■ **Page excerpt**
┌────────
Two Scranton Graduates Win Fulbright Awards
Perhaps proving the durable value of a University of Scranton education, two alumni who graduated six years apart were awarded Fulbright Student Scholarships, the prestigious international academic exchange opportunity provided competitively by the U.S. Government.
For the 2024-2025 academic year, Shelby A. Traver ’24, Sweet Valley, received a Fulbright Open Study/Research Award to examine the effect of Rwanda’s election quota system for female candidates. Adrian Laudani ’18, Valley Stream, New York, received a Fulbright English Teaching Assistant Award to further develop teaching and mentoring skills in Spain while helping students learning English.
Fulbright awards are based on academic achievement and demonstrated leadership abilities within a person’s field.
With these two additions, 131 University of Scranton students have been awarded Fulbrights since 1972.
“The Scranton graduates awarded Fulbright Student Scholarships this year are outstanding ambassadors for the United States and for the University. They are strong, intelligent, passionate and compassionate women who have committed themselves to help serve others transition into new roles and a new life,” said Kara Kofira Bishop, University of Scranton Fulbright Program adviser and manager of study abroad and international fellowships.
Shelby Traver ’24
Despite growing up in a post “women’s lib” world, Shelby Traver at times “felt judged” in the male-dominated pursuits of business major, karate student and school debate. “It never really bothered me,” she said, but “at certain times I would think ‘you would not be saying this to me if I were a man.”
In true Jesuit style, she has never assumed malice – “sometimes they just don’t understand it’s hurtful” – but she has been drawn into gender justice issues, initially by the protests against Iranian mandates for female clothing. An independent studies class on quotas further piqued her interest. “I think they are one of the most fascinating political instruments because they work so differently in so many different places.
“I just kept coming across Rwanda as this country that is kind of a paragon for supporting women, at least in the political arena.”
Following a stretch of internal struggles and genocide against the Tutsi in 1994, Rwanda worked to unify with a new constitution that requires at least 30 percent of both houses of parliament be women. But “that acted as a floor instead of a ceiling,” Traver said. The women who first got elected through the quota later got re-elected on their own success, opening up the quota seats for more women. Now the parliament is 61 percent female, the highest percentage for a parliament in the world.
└────────
■ **Entries shown**
┌────────
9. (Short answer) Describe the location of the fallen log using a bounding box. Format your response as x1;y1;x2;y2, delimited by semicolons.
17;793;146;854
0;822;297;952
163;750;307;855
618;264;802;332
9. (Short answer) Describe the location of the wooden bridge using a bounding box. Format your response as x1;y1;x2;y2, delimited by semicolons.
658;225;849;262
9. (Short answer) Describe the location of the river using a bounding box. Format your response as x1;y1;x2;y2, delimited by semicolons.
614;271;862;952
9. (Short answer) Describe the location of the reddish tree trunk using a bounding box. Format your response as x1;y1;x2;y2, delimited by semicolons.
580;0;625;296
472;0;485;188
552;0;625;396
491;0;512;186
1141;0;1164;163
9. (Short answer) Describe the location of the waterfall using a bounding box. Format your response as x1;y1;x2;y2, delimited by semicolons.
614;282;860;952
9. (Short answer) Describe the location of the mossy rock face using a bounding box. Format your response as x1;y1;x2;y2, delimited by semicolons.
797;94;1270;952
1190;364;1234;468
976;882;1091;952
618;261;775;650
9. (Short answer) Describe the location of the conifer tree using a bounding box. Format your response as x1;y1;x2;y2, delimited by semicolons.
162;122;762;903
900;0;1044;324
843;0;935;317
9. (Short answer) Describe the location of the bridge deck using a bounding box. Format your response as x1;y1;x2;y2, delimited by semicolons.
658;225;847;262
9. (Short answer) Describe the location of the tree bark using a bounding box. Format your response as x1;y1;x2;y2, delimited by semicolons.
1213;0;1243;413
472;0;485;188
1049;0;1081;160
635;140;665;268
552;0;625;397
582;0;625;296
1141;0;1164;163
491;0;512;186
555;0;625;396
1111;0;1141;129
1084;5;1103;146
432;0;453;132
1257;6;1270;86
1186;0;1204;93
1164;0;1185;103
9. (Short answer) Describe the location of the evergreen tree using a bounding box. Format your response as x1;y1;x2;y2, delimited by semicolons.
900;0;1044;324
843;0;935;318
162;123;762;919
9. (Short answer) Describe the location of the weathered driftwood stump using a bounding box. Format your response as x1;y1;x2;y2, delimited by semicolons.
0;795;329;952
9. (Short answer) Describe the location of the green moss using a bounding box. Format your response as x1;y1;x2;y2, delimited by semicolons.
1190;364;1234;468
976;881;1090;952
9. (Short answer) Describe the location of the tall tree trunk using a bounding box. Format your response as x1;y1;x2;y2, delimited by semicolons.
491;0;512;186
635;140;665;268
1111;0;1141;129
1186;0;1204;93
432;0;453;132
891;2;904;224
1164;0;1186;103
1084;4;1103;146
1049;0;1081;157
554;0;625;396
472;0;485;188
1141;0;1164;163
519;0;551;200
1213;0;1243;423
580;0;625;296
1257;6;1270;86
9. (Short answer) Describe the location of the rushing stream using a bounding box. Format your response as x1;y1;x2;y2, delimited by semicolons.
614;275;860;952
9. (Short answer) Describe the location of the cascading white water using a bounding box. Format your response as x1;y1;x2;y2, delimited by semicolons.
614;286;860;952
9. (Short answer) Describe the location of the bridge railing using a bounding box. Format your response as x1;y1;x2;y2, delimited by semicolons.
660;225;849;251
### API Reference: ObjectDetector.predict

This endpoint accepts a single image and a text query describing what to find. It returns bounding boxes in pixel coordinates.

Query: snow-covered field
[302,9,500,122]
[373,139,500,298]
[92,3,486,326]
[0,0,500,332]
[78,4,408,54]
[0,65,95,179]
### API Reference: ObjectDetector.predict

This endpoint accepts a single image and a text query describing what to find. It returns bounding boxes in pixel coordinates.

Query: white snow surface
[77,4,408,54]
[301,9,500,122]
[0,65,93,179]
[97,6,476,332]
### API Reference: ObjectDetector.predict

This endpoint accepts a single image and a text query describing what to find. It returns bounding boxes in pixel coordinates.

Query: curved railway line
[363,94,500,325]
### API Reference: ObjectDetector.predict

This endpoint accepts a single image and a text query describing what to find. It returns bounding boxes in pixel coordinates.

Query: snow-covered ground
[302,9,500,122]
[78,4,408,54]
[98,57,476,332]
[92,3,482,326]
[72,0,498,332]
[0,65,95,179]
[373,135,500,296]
└────────
■ **What is expected**
Can you pick up the article about the two Scranton graduates' Fulbright awards and carry it forward from its last sentence?

■ **Task answer**
By comparison, she notes, at the federal level the U.S. “gets 24% in a good year.”
The Fulbright award will allow her to spend nine months living in Huye, considered Rwanda’s academic capital, with visits to Kigali, the political capital.
University of Rwanda-Huye senior lecturer Ismael Buchanan, Ph.D., has offered to mentor Traver during her research, and to provide contacts for potential interviews. “I would love to interview people, especially in government and academics, who study these things.”
The native of Sweet Valley in Ross Township, Luzerne County, will also have the chance to take courses at the University of Rwanda, and to improve her French, one of the country’s four official languages. She’s hoping to pick up some Swahili as well. And with luck, she’ll get a little time to see the sights of a country famous for exotic vistas and animal preserves.
There’s one more thing. “A big part of being a Fulbright scholar is being a cultural ambassador for the U.S.. I’m not only going to do research but I’m going to talk about my own country,” she said. “It’s an amazing way to share between two cultures.”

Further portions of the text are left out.